▸ **YOUR INSTRUCTIONS**
Set down every record below exactly as it stands, minus the pictures.

▸ **EXTRACTED INFORMATION**
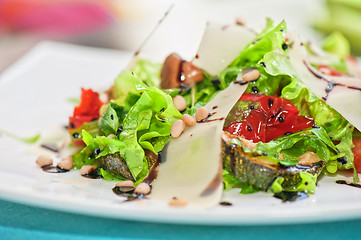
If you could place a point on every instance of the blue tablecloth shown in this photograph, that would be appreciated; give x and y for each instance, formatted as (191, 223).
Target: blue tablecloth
(24, 222)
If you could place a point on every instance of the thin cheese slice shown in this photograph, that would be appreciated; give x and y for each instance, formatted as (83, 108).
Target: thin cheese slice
(344, 97)
(220, 45)
(191, 165)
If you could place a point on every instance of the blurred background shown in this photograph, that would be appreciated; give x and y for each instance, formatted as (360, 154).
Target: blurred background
(124, 24)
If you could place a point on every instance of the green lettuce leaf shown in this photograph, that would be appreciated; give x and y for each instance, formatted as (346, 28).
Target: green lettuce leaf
(148, 71)
(146, 125)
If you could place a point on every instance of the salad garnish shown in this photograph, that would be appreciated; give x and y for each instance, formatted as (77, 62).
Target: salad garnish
(257, 111)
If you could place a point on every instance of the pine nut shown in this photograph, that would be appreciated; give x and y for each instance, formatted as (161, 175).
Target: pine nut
(44, 160)
(111, 135)
(177, 128)
(142, 188)
(179, 103)
(86, 169)
(188, 120)
(251, 75)
(178, 202)
(126, 183)
(66, 163)
(201, 114)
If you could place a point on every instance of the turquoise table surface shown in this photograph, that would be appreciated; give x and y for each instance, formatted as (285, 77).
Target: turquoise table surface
(24, 222)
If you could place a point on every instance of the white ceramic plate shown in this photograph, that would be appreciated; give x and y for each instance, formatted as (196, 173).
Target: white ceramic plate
(34, 97)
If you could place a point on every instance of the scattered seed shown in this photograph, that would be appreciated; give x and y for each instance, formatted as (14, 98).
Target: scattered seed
(142, 188)
(44, 160)
(111, 135)
(66, 163)
(251, 75)
(188, 120)
(179, 103)
(126, 183)
(86, 169)
(177, 128)
(201, 114)
(178, 202)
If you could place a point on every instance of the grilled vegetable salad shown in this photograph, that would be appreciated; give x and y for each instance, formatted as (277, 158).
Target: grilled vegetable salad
(279, 137)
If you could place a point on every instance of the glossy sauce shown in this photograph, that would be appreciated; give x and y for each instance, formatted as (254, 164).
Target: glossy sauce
(348, 184)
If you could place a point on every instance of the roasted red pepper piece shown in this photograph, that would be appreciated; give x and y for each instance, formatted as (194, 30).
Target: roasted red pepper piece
(329, 71)
(272, 118)
(88, 109)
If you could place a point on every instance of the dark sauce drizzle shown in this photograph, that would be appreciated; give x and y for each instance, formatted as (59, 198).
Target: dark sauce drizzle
(225, 204)
(348, 184)
(53, 169)
(50, 147)
(93, 175)
(287, 196)
(128, 192)
(211, 120)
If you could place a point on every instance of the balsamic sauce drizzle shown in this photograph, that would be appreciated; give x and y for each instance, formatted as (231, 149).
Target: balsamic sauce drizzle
(348, 184)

▸ **SOLUTION TO THE PROBLEM**
If you could place a point on every instance of the blue tablecloth shown in this photograph, that would be appreciated; give x and y for each instance, formatted as (191, 223).
Target: blue tablecloth
(24, 222)
If you could place a point on every instance of the thin cheese slice shown in this photograph, that would be appreciated; give x and y for each instance, formatted as (83, 108).
Target: thin cheese slice
(344, 97)
(220, 45)
(191, 165)
If you could place a point on every instance of the blurred background shown in this photograph, that would be appreciated; give x and y for each instance, formatted as (360, 154).
Target: blurred background
(124, 24)
If you could place a point on every instance of the green lettuce leaf shown in this photograph, that would be appreciated; give x and y for each instance, formatted as (346, 28).
Target: green lettuce leaf
(148, 71)
(146, 125)
If you could place a point on every instance of the salad garnish shown in this photograph, that would be appreciated; give x and y for each instance, formatted as (77, 62).
Target: salad garnish
(257, 111)
If you could place a point on every instance of the pine nut shown in this photograph, that would be appreciated; give x and y for each instance, formatted as (161, 175).
Target: pine nut
(44, 160)
(111, 135)
(177, 128)
(142, 188)
(179, 103)
(86, 169)
(188, 120)
(251, 75)
(178, 202)
(126, 183)
(66, 163)
(201, 114)
If you could place a point on every instance of the turquoise table surface shown in this photograph, that would be appreciated; give x and y for each instance, formatted as (285, 77).
Target: turquoise table surface
(24, 222)
If you could place a point on every instance of the white ceramic plate shown in this photograph, that would be appreciated; give x and y for each instance, formatted as (196, 173).
Target: white ceramic plate
(34, 97)
If you could place a point on every instance of the scattered seed shown in this photograph, that would be appreciated; give x and y for each instance, formatted as (14, 98).
Target: scattered seed
(142, 188)
(44, 160)
(111, 135)
(66, 163)
(251, 75)
(188, 120)
(179, 103)
(126, 183)
(86, 169)
(177, 128)
(201, 114)
(178, 202)
If you could place a point on every instance of the grilled vegetable salad shown in this photograph, that would be appreciated; give x and y for each instance, formatted as (277, 158).
Target: grilled vegetable salad
(279, 137)
If you could place a point on every instance of the glossy sauce shown in this photograph, that would be appreciated; give x and y for each instance, formatted as (254, 164).
Target: glossy sauce
(348, 184)
If you could place a point on every instance of the roasted red pepper piece shown in this photograph, that would be appreciated; give x and y for each instance, formatted as (194, 30).
Target: roasted red pepper piece
(329, 71)
(272, 118)
(88, 109)
If you could place a point on every instance of the dark sauce drizzle shown in this photograph, that would be appreciated; give x and y for each instance, formatted as (59, 198).
Target: dark sauce drizzle
(225, 204)
(348, 184)
(53, 169)
(50, 147)
(93, 175)
(287, 196)
(128, 192)
(211, 120)
If you could place a point on every instance of the balsamic sauce drizzle shown in this photograph, that would be appreciated; give x and y for each instance, formatted as (231, 149).
Target: balsamic sauce drizzle
(348, 184)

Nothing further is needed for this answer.